» Extract to read:
━━━━

Heather Glen's Vision and Disenchantment: Blake's Songs and Wordsworth's Lyrical Ballads argues that "Night" is an exploration of social anxiety. Society has "mutual reassurances," which provide comfort in worldly things and not Heaven or God. The wolves and tigers that appear at night threaten to disrupt the norms of society and create panic. She also mentions the concept of night being associated with faith. Blake was familiar with this concept, and she believes Blake used it in order to further emphasise the strong faith symbols and themes in the poem. Glen also discusses "Night" in relation to the other poems included in Blake's Songs of Innocence. She claims that the poem is written with other elements of various poems within Songs of Innocence. The use of these other elements provides a "formal resolution" for the works as a whole.

Edward Larrissy also mentions social anxiety in his book William Blake. He claims that "Night" focuses on "illusory comfort," which is closely aligned with the "mutual reassurances" mentioned by Glen. Although society may be comforted with material things, there is no comfort like that of Heaven. Larrissy states that the poem shows how looking for comfort in society, in worldly things, is "enslaving." Having this false sense of comfort leads to an unfulfilled life and a complete loss of innocence. The end of "Night" shifts its focus to God, showing that true comfort and salvation can only come from the supernatural.

The complexity of "Night" is addressed in Hazard Adams' William Blake: A Reading of the Shorter Poems. Adams claims that the poem is complex because of the speaker's push to join the natural and supernatural world together. These are two concepts that "to [a] child have never been apart," but for an adult, are much more difficult to join. The speaker wants to achieve a state of innocence that joins the natural and supernatural, one that is natural for a child, but unnatural of an adult who has lost his innocence. The speaker's frustration creates a tone of melancholy in the poem as he attempts to attain a higher state of innocence.

━━━━

Source records
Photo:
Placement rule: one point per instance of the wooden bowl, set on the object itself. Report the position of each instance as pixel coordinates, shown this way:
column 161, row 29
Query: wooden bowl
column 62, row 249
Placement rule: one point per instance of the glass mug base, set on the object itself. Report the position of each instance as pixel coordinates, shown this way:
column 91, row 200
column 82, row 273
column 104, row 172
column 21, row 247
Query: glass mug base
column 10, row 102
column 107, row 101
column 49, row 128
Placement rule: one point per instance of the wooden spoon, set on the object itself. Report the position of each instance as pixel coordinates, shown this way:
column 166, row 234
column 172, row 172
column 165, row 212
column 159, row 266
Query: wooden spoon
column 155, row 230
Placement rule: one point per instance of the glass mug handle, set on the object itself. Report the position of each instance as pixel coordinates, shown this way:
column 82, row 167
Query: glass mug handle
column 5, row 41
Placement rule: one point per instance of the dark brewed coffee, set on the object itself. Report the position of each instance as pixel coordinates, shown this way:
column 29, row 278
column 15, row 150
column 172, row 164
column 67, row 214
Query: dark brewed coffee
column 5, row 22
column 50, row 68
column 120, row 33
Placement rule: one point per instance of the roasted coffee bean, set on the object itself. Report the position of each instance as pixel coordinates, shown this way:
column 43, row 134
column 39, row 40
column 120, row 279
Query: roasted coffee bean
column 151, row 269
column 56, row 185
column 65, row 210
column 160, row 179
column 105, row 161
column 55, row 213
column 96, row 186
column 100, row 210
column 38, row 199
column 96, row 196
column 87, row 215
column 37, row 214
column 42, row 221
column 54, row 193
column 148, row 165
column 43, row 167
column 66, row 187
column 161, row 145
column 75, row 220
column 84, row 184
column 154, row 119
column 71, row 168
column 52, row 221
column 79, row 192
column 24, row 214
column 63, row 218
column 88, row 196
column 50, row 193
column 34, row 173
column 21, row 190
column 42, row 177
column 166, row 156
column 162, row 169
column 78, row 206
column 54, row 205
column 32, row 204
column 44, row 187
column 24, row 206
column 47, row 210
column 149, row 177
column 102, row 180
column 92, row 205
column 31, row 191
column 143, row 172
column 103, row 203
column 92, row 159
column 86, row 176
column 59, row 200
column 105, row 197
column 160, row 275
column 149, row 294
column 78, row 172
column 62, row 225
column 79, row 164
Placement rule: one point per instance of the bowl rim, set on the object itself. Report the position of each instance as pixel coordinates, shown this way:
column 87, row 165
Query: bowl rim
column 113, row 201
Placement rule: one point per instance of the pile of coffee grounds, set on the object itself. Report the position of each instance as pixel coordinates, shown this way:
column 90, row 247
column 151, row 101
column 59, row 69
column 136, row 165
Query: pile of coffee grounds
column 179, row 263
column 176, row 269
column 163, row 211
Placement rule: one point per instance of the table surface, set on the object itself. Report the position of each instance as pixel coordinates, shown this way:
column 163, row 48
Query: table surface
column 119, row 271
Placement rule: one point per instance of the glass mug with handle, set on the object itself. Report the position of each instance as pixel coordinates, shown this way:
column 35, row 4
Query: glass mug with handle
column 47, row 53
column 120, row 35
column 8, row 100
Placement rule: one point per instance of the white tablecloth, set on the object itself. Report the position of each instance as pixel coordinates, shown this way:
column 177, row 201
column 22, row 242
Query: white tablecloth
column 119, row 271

━━━━

» Task brief:
Answer these three questions from the critical passage on Blake's "Night":
1. According to Glen, what does the use of elements from other poems in Songs of Innocence provide for the works as a whole?
2. What word does Larrissy use to describe looking for comfort in society, in worldly things?
3. According to Adams, what tone does the speaker's frustration create in the poem?

» Exercise result:
1. A "formal resolution."
2. "Enslaving."
3. A tone of melancholy.